• PROBLEM:
Write out again, word for word, the data from its first line through the line containing "positive clicks: (258, 175) (261, 145)", both included, and leave out any pictures.
----------------
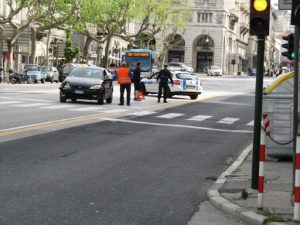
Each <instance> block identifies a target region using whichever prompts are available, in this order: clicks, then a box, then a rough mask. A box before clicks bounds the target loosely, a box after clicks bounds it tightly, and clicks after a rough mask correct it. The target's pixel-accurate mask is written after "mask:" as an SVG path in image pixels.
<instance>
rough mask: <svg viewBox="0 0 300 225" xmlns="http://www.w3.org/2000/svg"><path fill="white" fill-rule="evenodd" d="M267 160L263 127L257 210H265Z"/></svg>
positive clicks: (258, 175) (261, 145)
mask: <svg viewBox="0 0 300 225" xmlns="http://www.w3.org/2000/svg"><path fill="white" fill-rule="evenodd" d="M265 159H266V132H265V130H264V128H263V126H262V128H261V131H260V148H259V175H258V193H257V208H258V209H263V193H264V183H265V174H264V169H265V168H264V167H265Z"/></svg>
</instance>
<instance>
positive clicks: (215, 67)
mask: <svg viewBox="0 0 300 225" xmlns="http://www.w3.org/2000/svg"><path fill="white" fill-rule="evenodd" d="M211 69H212V70H219V69H220V67H218V66H212V67H211Z"/></svg>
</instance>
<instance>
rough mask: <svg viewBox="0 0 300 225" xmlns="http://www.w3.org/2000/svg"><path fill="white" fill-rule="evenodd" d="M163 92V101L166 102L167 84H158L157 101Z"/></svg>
mask: <svg viewBox="0 0 300 225" xmlns="http://www.w3.org/2000/svg"><path fill="white" fill-rule="evenodd" d="M163 90H164V100H167V97H168V92H169V86H168V83H167V82H159V86H158V100H160V98H161V94H162V91H163Z"/></svg>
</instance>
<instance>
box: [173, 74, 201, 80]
mask: <svg viewBox="0 0 300 225" xmlns="http://www.w3.org/2000/svg"><path fill="white" fill-rule="evenodd" d="M176 78H178V79H181V80H197V77H196V76H195V75H192V74H190V73H177V74H176Z"/></svg>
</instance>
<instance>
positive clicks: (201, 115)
mask: <svg viewBox="0 0 300 225" xmlns="http://www.w3.org/2000/svg"><path fill="white" fill-rule="evenodd" d="M211 117H212V116H205V115H198V116H194V117H192V118H189V119H188V120H192V121H203V120H207V119H209V118H211Z"/></svg>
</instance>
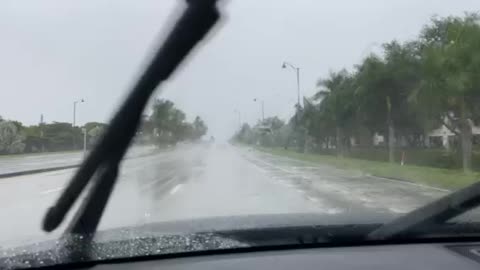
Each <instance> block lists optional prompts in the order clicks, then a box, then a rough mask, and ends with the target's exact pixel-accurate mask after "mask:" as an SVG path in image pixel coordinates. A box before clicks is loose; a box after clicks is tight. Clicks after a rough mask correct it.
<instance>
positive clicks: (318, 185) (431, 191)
mask: <svg viewBox="0 0 480 270" xmlns="http://www.w3.org/2000/svg"><path fill="white" fill-rule="evenodd" d="M243 156H244V158H246V159H247V160H248V161H250V162H251V163H253V164H254V165H255V166H257V167H259V168H261V169H262V170H263V171H264V173H265V174H267V175H268V176H269V177H270V178H271V179H272V181H275V182H276V183H278V184H280V185H283V186H284V187H286V188H290V189H294V190H296V191H297V192H299V193H300V194H302V196H304V197H305V199H307V200H309V201H311V202H312V203H316V202H321V204H322V205H329V206H330V208H331V209H335V210H336V211H356V210H363V211H365V210H368V211H374V212H377V213H394V214H399V213H407V212H409V211H411V210H413V209H415V208H418V207H420V206H422V205H425V204H427V203H429V202H431V201H433V200H435V199H437V198H439V197H441V196H443V195H444V194H445V192H441V191H439V190H435V189H432V188H428V187H419V186H414V185H409V184H407V183H402V182H396V181H394V182H389V181H382V180H381V179H374V178H371V177H368V176H366V175H364V174H363V173H361V172H358V171H344V170H340V169H337V168H329V167H326V166H318V167H315V166H312V165H311V164H308V163H302V162H295V161H293V162H290V163H289V162H288V160H286V159H282V158H279V157H275V156H271V155H270V156H269V155H266V154H263V153H249V154H245V155H243Z"/></svg>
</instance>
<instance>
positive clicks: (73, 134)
mask: <svg viewBox="0 0 480 270" xmlns="http://www.w3.org/2000/svg"><path fill="white" fill-rule="evenodd" d="M83 102H85V100H83V98H82V99H79V100H75V101H74V102H73V122H72V144H73V150H75V149H76V148H77V144H76V142H75V120H76V119H75V118H76V117H77V103H83Z"/></svg>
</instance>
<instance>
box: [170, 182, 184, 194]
mask: <svg viewBox="0 0 480 270" xmlns="http://www.w3.org/2000/svg"><path fill="white" fill-rule="evenodd" d="M182 186H183V184H178V185H176V186H175V187H173V188H172V190H170V195H173V194H175V193H177V192H178V191H179V190H180V189H181V188H182Z"/></svg>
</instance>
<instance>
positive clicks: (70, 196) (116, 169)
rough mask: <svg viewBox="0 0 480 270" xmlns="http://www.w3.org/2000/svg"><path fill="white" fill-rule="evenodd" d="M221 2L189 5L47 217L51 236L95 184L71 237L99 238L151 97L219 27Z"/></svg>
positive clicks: (88, 196)
mask: <svg viewBox="0 0 480 270" xmlns="http://www.w3.org/2000/svg"><path fill="white" fill-rule="evenodd" d="M216 2H217V0H187V7H186V9H185V11H184V12H183V14H182V16H181V17H180V18H179V20H178V21H177V23H176V24H175V26H174V28H173V29H172V31H171V32H170V34H169V35H168V36H167V39H166V40H165V42H164V43H163V45H162V46H161V47H160V49H159V50H158V51H157V53H156V54H155V56H154V57H153V59H152V61H151V63H150V65H149V66H148V67H147V69H146V70H145V72H144V73H143V75H142V76H141V77H140V78H139V80H138V82H137V83H136V85H135V86H134V87H133V90H132V91H131V92H130V94H129V96H128V97H127V99H126V100H125V102H124V103H123V105H122V106H121V107H120V109H119V110H118V112H117V113H116V114H115V116H114V117H113V119H112V120H111V123H110V125H109V128H108V129H107V131H106V132H105V135H104V136H103V137H102V139H101V140H100V142H99V143H98V145H97V147H95V148H94V149H93V150H92V152H91V153H90V155H89V156H88V157H87V158H86V159H85V160H84V161H83V163H82V165H81V166H80V168H79V170H78V171H77V173H76V174H75V176H74V177H73V178H72V179H71V181H70V182H69V184H68V186H67V187H66V189H65V190H64V192H63V193H62V194H61V196H60V197H59V198H58V200H57V201H56V203H55V204H54V205H53V206H52V207H51V208H50V209H49V210H48V211H47V214H46V215H45V218H44V221H43V229H44V230H45V231H47V232H49V231H52V230H54V229H55V228H57V227H58V226H59V225H60V223H61V222H62V220H63V219H64V218H65V215H66V214H67V212H68V211H69V210H70V209H71V207H72V206H73V204H74V202H75V201H76V200H77V199H78V197H79V195H80V194H81V193H82V191H83V189H85V187H86V186H87V184H89V182H94V183H93V184H92V187H91V189H90V190H89V191H90V192H89V194H87V196H86V198H85V200H84V202H83V205H82V206H81V207H80V209H79V211H78V212H77V213H76V215H75V217H74V219H73V220H72V223H71V224H70V226H69V228H68V229H67V232H69V233H79V234H91V233H94V232H95V230H96V227H97V225H98V223H99V221H100V218H101V216H102V213H103V210H104V208H105V205H106V203H107V201H108V198H109V196H110V194H111V191H112V189H113V186H114V184H115V181H116V178H117V174H118V170H119V164H120V162H121V160H122V158H123V156H124V155H125V152H126V151H127V148H128V146H129V145H130V142H131V141H132V138H133V137H134V135H135V132H136V130H137V127H138V126H139V124H140V120H141V115H142V113H143V110H144V108H145V106H146V104H147V103H148V100H149V98H150V96H151V95H152V94H153V92H154V90H155V89H156V87H157V86H158V85H159V84H160V83H161V82H162V81H165V80H167V79H168V78H169V76H170V75H171V74H172V72H173V71H174V70H175V69H176V68H177V67H178V65H179V64H180V63H181V62H182V60H183V59H184V58H185V57H186V56H187V55H188V53H189V52H190V51H191V50H192V48H193V47H194V46H195V45H196V44H197V43H198V42H199V41H200V40H201V39H203V38H204V37H205V35H206V34H207V33H208V31H209V30H210V29H211V28H212V27H213V26H214V25H215V23H216V22H217V21H218V19H219V17H220V14H219V12H218V10H217V8H216ZM94 175H95V178H94V179H95V180H94V181H93V180H92V177H93V176H94Z"/></svg>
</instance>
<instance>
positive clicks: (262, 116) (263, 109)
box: [253, 98, 265, 124]
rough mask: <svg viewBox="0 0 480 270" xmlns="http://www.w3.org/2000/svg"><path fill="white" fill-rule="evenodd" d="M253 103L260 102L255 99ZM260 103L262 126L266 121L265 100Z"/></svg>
mask: <svg viewBox="0 0 480 270" xmlns="http://www.w3.org/2000/svg"><path fill="white" fill-rule="evenodd" d="M253 101H254V102H257V101H259V100H258V99H257V98H254V99H253ZM260 103H261V105H260V106H261V108H262V124H263V122H264V121H265V106H264V103H263V100H260Z"/></svg>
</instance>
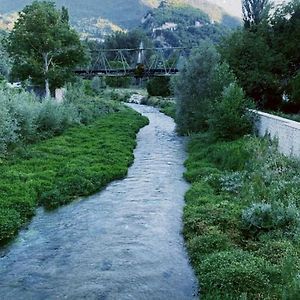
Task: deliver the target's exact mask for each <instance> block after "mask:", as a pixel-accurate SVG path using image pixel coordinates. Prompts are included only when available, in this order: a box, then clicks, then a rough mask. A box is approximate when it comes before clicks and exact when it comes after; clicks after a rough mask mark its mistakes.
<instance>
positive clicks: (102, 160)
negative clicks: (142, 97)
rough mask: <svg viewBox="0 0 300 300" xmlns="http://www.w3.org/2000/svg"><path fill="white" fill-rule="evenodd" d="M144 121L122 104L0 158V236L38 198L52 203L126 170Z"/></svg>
----------------
• EXERCISE OUTPUT:
Each <instance> block identifies a target region using whichever prompts are available, in this order: clicks, then a box, then a rough mask. A box before clicks bounds the target loosely, a box after clicks bounds it tightly, and clicks after a rough mask correct it. The target's pixel-accurate mask is written after "mask:" as an SVG path in image pixels.
<instance>
rough mask: <svg viewBox="0 0 300 225" xmlns="http://www.w3.org/2000/svg"><path fill="white" fill-rule="evenodd" d="M267 160L263 127L257 210H265Z"/></svg>
positive clicks: (258, 175) (261, 145)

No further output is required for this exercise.